• Your goal
Exactly as they appear, copy the lines of the listing from the one containing "# test: locate points for every instance of the hazy" through the final line, both included, and nothing else.

• Data for this exercise
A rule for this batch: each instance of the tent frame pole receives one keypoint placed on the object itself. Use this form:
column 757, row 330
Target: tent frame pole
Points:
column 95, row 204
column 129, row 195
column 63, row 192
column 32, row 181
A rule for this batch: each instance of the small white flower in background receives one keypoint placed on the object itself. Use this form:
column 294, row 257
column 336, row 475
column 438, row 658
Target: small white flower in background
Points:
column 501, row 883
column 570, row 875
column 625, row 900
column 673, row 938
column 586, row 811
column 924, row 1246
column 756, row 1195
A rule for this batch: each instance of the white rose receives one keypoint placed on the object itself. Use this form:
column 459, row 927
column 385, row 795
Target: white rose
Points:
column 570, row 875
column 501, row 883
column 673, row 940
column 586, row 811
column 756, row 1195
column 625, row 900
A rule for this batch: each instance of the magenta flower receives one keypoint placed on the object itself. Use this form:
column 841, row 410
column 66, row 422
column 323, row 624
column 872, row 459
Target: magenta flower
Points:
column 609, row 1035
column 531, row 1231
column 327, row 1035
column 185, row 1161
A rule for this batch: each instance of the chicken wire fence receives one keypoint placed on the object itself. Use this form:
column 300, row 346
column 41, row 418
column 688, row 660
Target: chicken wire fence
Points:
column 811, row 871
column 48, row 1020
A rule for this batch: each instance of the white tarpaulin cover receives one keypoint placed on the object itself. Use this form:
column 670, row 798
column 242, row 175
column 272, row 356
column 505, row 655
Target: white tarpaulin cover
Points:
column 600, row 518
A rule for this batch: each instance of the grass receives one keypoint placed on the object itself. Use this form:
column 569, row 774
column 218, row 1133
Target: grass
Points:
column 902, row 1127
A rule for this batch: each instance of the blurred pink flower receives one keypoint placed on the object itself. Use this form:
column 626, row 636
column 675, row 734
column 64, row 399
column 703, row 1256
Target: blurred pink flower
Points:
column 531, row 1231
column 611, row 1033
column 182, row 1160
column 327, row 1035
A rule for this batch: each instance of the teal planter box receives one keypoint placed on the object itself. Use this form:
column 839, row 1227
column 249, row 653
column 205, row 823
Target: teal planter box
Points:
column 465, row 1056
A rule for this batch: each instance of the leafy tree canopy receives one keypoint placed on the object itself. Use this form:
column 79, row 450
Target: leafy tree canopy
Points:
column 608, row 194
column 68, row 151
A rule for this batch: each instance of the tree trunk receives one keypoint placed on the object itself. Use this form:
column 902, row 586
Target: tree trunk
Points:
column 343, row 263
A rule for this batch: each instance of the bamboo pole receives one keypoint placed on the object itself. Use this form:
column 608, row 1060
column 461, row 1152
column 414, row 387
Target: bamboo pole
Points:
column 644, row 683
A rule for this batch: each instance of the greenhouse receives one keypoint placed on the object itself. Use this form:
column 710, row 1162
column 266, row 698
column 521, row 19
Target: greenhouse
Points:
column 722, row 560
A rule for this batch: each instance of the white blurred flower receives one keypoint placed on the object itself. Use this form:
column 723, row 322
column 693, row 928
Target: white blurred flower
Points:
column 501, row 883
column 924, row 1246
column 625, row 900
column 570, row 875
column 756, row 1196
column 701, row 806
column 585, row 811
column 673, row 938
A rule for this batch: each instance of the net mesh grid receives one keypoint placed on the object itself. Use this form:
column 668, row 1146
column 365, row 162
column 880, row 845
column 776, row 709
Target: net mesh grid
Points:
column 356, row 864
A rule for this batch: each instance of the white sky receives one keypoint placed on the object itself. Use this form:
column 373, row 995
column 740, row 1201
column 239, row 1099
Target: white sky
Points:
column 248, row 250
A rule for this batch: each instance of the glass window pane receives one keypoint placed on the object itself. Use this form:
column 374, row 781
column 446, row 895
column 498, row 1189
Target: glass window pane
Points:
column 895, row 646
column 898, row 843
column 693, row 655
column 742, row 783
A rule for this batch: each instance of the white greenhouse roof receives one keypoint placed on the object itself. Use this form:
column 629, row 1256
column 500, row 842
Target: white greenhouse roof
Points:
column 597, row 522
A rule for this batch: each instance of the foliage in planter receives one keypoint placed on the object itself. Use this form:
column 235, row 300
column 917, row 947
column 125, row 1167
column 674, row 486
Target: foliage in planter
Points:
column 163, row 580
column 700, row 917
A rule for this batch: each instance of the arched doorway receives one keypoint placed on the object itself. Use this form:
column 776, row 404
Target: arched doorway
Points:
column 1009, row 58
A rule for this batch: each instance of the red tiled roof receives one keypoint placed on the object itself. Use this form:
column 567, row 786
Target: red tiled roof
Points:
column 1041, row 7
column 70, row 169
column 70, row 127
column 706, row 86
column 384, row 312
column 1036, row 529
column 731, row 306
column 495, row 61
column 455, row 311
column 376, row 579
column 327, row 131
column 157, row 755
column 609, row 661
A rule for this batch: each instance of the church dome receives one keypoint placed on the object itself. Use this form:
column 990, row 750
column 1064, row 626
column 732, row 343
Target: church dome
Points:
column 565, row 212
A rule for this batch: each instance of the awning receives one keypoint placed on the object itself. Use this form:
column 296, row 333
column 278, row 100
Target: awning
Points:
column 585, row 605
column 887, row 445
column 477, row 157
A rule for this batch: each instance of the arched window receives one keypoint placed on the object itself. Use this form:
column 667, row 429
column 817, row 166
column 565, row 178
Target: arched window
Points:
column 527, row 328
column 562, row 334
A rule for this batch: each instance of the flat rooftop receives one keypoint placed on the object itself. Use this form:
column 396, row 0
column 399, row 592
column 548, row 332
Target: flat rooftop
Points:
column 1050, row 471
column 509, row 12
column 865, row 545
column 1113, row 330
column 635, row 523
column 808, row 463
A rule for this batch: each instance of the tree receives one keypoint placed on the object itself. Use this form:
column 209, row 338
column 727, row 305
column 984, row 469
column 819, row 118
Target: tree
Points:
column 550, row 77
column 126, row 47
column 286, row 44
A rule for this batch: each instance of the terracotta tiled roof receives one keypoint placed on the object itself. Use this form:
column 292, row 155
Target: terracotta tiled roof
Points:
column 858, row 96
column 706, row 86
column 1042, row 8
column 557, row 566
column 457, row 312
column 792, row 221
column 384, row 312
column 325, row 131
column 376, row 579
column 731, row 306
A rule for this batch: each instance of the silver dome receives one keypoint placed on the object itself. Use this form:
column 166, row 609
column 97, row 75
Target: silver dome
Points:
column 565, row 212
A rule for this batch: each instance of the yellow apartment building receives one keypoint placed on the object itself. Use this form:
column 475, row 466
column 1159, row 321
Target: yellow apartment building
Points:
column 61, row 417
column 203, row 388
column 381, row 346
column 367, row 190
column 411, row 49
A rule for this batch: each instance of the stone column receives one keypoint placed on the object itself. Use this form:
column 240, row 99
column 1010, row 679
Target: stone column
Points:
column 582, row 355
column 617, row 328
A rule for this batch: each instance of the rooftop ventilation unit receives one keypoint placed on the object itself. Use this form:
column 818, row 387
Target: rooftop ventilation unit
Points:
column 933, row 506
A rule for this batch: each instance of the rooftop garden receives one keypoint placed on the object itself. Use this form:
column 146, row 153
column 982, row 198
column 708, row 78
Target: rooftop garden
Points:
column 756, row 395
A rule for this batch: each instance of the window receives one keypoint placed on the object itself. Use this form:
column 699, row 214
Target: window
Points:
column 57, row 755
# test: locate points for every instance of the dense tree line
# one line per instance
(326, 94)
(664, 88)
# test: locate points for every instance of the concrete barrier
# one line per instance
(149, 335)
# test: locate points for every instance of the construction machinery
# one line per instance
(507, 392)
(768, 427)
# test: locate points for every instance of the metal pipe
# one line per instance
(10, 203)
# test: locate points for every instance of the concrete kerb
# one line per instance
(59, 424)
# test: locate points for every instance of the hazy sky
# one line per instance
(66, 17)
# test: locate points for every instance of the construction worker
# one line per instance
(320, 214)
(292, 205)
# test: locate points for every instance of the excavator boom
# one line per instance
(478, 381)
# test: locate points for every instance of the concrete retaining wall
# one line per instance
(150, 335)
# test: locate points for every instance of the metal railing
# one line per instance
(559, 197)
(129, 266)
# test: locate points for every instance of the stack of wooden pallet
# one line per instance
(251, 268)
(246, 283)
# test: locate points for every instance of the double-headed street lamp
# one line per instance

• Correct output
# test: locate points for every instance of the hazy sky
# one line per instance
(66, 17)
# test: locate points for every instance of the construction worker
# one line per instance
(320, 214)
(292, 205)
# test: locate points for every instance of the excavator boom
# one line per instance
(478, 381)
# test: locate points for every instance of the concrete retaining wall
# one line per instance
(150, 335)
# test: locate points for every instance of the metal railing
# one line per instance
(559, 197)
(129, 266)
# test: locate points for every instance of the stack of wooden pallet
# one line per instance
(251, 268)
(246, 283)
# test: locate points for every instance of the double-headed street lamp
# one line per instance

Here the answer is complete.